• **What you are asked to do**
Extract the complete data exactly as given.
[Begin]
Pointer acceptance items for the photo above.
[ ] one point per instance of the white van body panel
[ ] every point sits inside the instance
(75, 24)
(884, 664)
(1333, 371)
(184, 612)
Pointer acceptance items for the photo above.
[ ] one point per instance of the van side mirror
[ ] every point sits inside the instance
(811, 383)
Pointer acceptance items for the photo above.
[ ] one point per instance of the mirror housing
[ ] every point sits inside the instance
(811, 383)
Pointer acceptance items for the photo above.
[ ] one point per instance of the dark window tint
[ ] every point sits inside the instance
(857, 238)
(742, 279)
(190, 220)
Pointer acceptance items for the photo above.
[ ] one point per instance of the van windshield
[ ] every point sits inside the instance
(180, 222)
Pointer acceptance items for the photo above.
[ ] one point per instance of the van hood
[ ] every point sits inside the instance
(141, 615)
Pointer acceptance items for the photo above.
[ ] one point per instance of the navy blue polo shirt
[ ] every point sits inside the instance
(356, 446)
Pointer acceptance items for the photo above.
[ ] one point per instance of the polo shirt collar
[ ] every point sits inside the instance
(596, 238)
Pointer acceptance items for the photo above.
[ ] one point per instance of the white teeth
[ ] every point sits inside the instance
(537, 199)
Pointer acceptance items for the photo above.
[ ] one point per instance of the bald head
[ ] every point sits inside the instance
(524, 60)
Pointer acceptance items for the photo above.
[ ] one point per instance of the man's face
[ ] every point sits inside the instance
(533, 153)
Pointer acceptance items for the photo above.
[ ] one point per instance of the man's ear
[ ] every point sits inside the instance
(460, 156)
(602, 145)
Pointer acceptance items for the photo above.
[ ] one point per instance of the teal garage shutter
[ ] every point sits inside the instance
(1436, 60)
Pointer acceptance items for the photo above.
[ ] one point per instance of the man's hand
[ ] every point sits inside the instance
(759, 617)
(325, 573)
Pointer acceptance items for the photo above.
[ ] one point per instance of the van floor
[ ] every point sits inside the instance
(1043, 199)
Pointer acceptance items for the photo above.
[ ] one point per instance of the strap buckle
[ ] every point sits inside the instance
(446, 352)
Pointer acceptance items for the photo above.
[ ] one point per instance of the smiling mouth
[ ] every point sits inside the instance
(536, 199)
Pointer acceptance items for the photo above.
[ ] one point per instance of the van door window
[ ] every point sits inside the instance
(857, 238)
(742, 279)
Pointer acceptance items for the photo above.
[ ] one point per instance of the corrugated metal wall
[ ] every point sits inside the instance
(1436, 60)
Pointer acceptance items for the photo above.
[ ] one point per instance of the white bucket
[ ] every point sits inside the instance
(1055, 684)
[End]
• **Solution for this problem**
Pointer acceptance items for the photo above.
[ ] one point per instance of the white van body panel
[ ] every point sits inside the instance
(75, 24)
(884, 664)
(1333, 371)
(184, 612)
Pointer acceptance items for the photo above.
[ ] one point per instance of the van side mirror
[ ] every point sits inside the instance
(811, 383)
Pointer acceptance items for the photo above.
[ ] one point per instance of the mirror housing
[ ] every point sits inside the instance
(811, 383)
Pointer acceptance items for the photo above.
[ ] one point per instance of the dark window tint
[ ] every point sits inside the instance
(857, 238)
(742, 279)
(190, 220)
Pointer acceptance items for the photo above.
[ ] one point per instance of the van windshield
[ ] every point sits inside the instance
(180, 222)
Pointer acceptance items for the photo above.
[ ] one point per instance of the van hood
[ ] every point sits inside the instance
(141, 615)
Pointer acceptance items for the photo above.
[ ] one point per instance of the navy blue polo shirt
[ ] every point sits inside the instance
(356, 446)
Pointer acceptance items for the photo above.
[ ] one point per instance of the polo shirt collar
[ ] every point sits inside the instance
(596, 238)
Pointer acceptance items for the photo above.
[ ] one point per instance of the white teeth
[ ] every point sits inside the instance
(537, 199)
Pointer acceptance items for the photo above.
[ ] one point per instance of the bald head
[ ] every point sits inside the instance
(524, 60)
Pointer acceptance items for the photo above.
[ ] one point per instance of the man's face
[ ] every point sits inside the instance
(533, 153)
Pointer acceptance items for the photo above.
[ ] one point per instance of the man's ear
[ ] every point sits inside the instance
(460, 156)
(602, 145)
Pointer acceptance items for the photo above.
[ ] one point per instance of the teal garage shutter
[ ] every point sits inside the instance
(1436, 60)
Pointer acceptance items for the photo above.
[ ] one point per instance of the man's hand
[ ] every point sits inside the instance
(759, 617)
(325, 573)
Pointer acceptance items for the photo above.
[ ] one point per instance of the van floor
[ ] every point sits inside the instance
(1043, 199)
Pointer acceptance items for the photo above.
[ ] one point per instance of the strap buckle
[ ] every point sits inside the instance
(446, 352)
Pointer acceptance items for the photo above.
[ ] one point per instance of the smiling mouth
[ ] every point sits inside the instance
(536, 199)
Pointer acceptance items for the photo above.
[ ] one point per instance of the van door window
[ ] every point sits inside the instance
(857, 238)
(742, 279)
Pointer acceptance items for the photo above.
[ ] one point per instance of the corrugated metal wall
[ ] every point sits inside the instance
(1436, 60)
Pointer acceptance items for the photo above.
[ ] one point per instance of the white bucket
[ ] every point sits inside the instance
(1055, 684)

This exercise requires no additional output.